Problem description
The data must be written out once more, precisely as given.

Source information
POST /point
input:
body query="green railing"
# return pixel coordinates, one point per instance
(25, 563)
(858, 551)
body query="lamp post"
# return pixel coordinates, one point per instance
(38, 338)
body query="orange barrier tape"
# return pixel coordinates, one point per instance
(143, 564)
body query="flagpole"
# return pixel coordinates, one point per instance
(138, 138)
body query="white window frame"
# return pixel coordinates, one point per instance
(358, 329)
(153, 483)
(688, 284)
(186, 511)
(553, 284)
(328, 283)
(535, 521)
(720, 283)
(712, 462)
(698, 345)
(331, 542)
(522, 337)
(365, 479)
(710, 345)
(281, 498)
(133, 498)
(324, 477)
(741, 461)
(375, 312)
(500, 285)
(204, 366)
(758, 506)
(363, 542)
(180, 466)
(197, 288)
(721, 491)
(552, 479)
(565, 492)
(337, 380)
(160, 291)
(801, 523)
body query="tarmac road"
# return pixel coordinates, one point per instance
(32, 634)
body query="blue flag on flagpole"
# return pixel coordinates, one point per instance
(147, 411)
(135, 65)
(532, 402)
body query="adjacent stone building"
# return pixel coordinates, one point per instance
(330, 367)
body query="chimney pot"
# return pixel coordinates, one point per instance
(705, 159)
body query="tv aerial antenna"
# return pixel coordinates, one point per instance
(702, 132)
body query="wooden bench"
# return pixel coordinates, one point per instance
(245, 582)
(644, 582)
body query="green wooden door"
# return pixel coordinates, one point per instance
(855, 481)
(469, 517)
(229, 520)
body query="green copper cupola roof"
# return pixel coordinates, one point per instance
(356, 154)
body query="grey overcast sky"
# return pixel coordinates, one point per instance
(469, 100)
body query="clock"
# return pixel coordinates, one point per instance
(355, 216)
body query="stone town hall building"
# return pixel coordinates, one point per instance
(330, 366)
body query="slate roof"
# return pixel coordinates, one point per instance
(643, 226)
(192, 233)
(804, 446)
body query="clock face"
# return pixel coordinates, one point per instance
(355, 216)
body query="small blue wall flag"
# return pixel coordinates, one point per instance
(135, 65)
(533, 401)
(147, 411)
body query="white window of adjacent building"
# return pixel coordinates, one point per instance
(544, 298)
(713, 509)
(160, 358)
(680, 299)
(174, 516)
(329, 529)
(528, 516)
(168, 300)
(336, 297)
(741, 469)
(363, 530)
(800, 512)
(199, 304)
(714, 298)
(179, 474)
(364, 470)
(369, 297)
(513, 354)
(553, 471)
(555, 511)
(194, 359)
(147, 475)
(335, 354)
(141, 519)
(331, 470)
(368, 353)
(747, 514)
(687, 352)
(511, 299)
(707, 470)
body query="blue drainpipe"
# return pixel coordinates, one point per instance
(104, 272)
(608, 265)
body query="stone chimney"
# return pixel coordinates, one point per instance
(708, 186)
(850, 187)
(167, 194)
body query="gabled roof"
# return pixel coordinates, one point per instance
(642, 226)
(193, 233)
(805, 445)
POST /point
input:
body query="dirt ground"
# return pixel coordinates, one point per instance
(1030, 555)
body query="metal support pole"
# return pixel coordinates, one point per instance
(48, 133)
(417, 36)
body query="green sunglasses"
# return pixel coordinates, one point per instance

Solved exercise
POST /point
input:
body query="green railing"
# return pixel coordinates, one point per instance
(25, 563)
(858, 551)
body query="lamp post"
# return pixel coordinates, one point per instance
(38, 338)
body query="orange barrier tape"
# return pixel coordinates, one point per instance
(143, 564)
body query="flagpole"
# return pixel coordinates, one point per instance
(138, 138)
body query="white window frame"
# return pixel coordinates, one point per instance
(358, 329)
(153, 483)
(688, 284)
(186, 511)
(553, 284)
(328, 283)
(535, 521)
(720, 283)
(712, 462)
(698, 345)
(331, 542)
(522, 337)
(365, 479)
(710, 345)
(281, 498)
(133, 498)
(324, 477)
(741, 461)
(375, 312)
(500, 285)
(204, 366)
(758, 506)
(363, 542)
(180, 466)
(197, 288)
(721, 491)
(552, 479)
(565, 492)
(337, 380)
(160, 291)
(801, 523)
body query="tarmac road"
# return pixel coordinates, one point per instance
(32, 634)
body query="blue flag on flagpole"
# return pixel coordinates, one point per instance
(147, 411)
(135, 65)
(532, 402)
body query="adjacent stone building"
# return pixel coordinates, one point per instance
(330, 367)
body query="chimney pot"
# return pixel coordinates, one point per instance
(705, 159)
body query="tv aerial antenna"
# return pixel coordinates, one point per instance
(702, 132)
body query="wooden bench"
# return pixel coordinates, one point per instance
(245, 582)
(644, 582)
body query="green wooden door"
# return pixel coordinates, one point per instance
(855, 481)
(469, 517)
(229, 520)
body query="green copper cupola roof"
# return pixel coordinates, one point per instance
(356, 154)
body query="grey overcast sky"
# return pixel coordinates, one point per instance
(469, 100)
body query="clock"
# return pixel coordinates, one point per instance
(355, 216)
body query="stone town hall building"
# return pixel coordinates, one point per instance
(330, 366)
body query="slate roof"
# return pixel coordinates, one point per instance
(643, 226)
(192, 233)
(804, 446)
body query="clock face"
# return pixel coordinates, one point per instance
(355, 216)
body query="small blue wall flag"
# return pixel coordinates, one point per instance
(135, 65)
(533, 401)
(147, 411)
body query="white window of adjacent building"
# return pixel coordinates, one point per instance
(544, 298)
(713, 509)
(160, 358)
(680, 299)
(174, 516)
(329, 529)
(528, 516)
(168, 300)
(336, 297)
(741, 469)
(363, 530)
(800, 512)
(199, 304)
(714, 298)
(179, 474)
(364, 470)
(369, 297)
(513, 354)
(553, 471)
(555, 511)
(194, 359)
(147, 475)
(335, 354)
(141, 519)
(331, 470)
(368, 353)
(747, 514)
(687, 352)
(511, 299)
(707, 470)
body query="blue drainpipe"
# return pixel coordinates, one point per instance
(104, 272)
(608, 265)
body query="stone chimney"
# return pixel coordinates, one point per instance
(708, 186)
(850, 187)
(167, 194)
body query="gabled roof"
# return pixel coordinates, one point per instance
(642, 226)
(193, 233)
(805, 445)
POST /point
input:
body query="dirt ground"
# return pixel coordinates, one point per instance
(1030, 555)
body query="metal support pole"
# return pixel coordinates, one point per instance
(48, 133)
(417, 36)
body query="green sunglasses"
# return pixel coordinates, one point per instance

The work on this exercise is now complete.